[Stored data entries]

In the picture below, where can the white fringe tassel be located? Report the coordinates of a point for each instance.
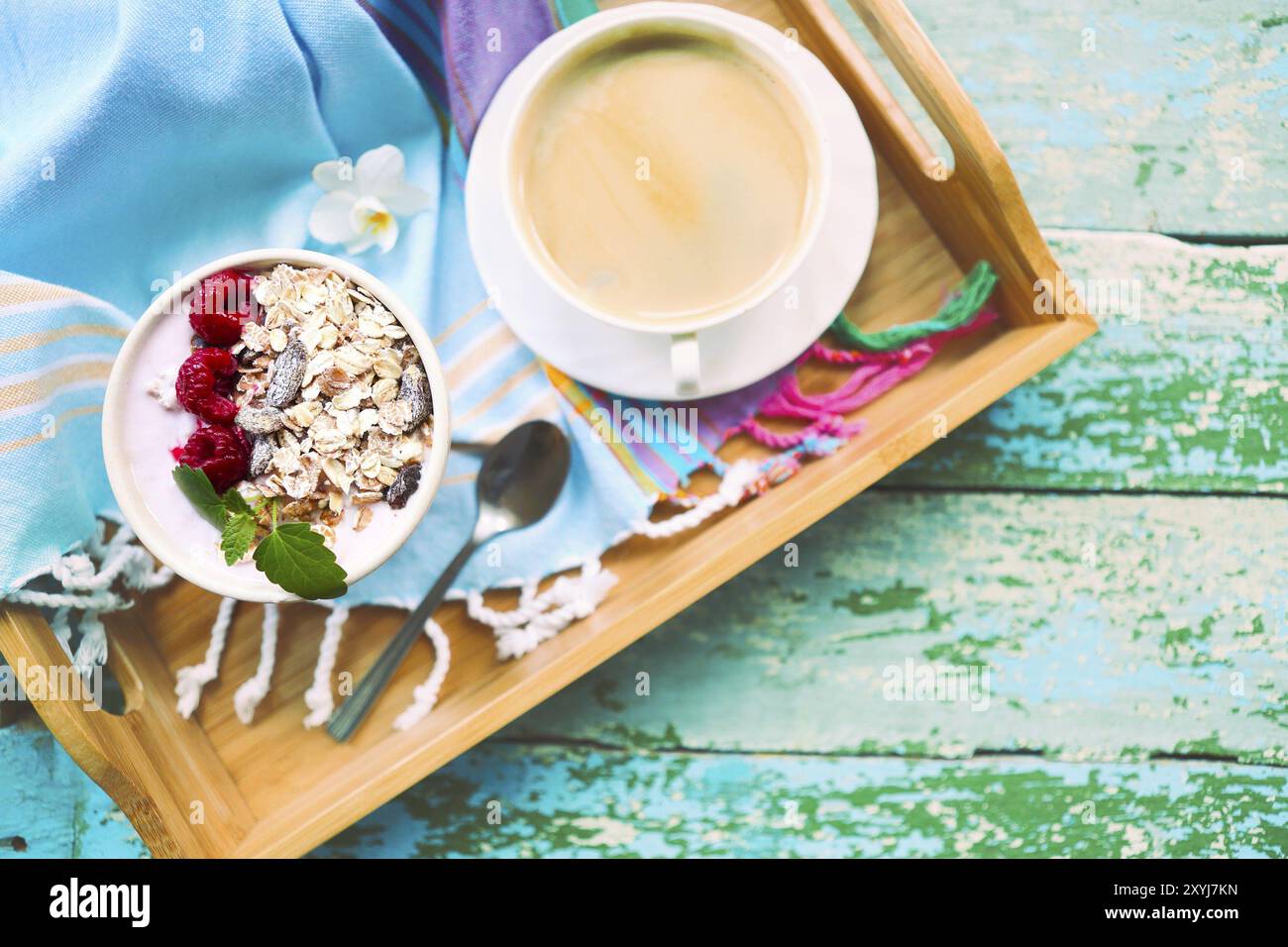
(540, 617)
(318, 697)
(250, 693)
(86, 579)
(189, 681)
(425, 696)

§ What to do: Print every record exactly without the images.

§ Answer to this problem:
In the picture below, where can the white fringe tassel be located? Report the coordinates of a point for each instance.
(540, 617)
(318, 697)
(250, 693)
(86, 579)
(189, 681)
(425, 696)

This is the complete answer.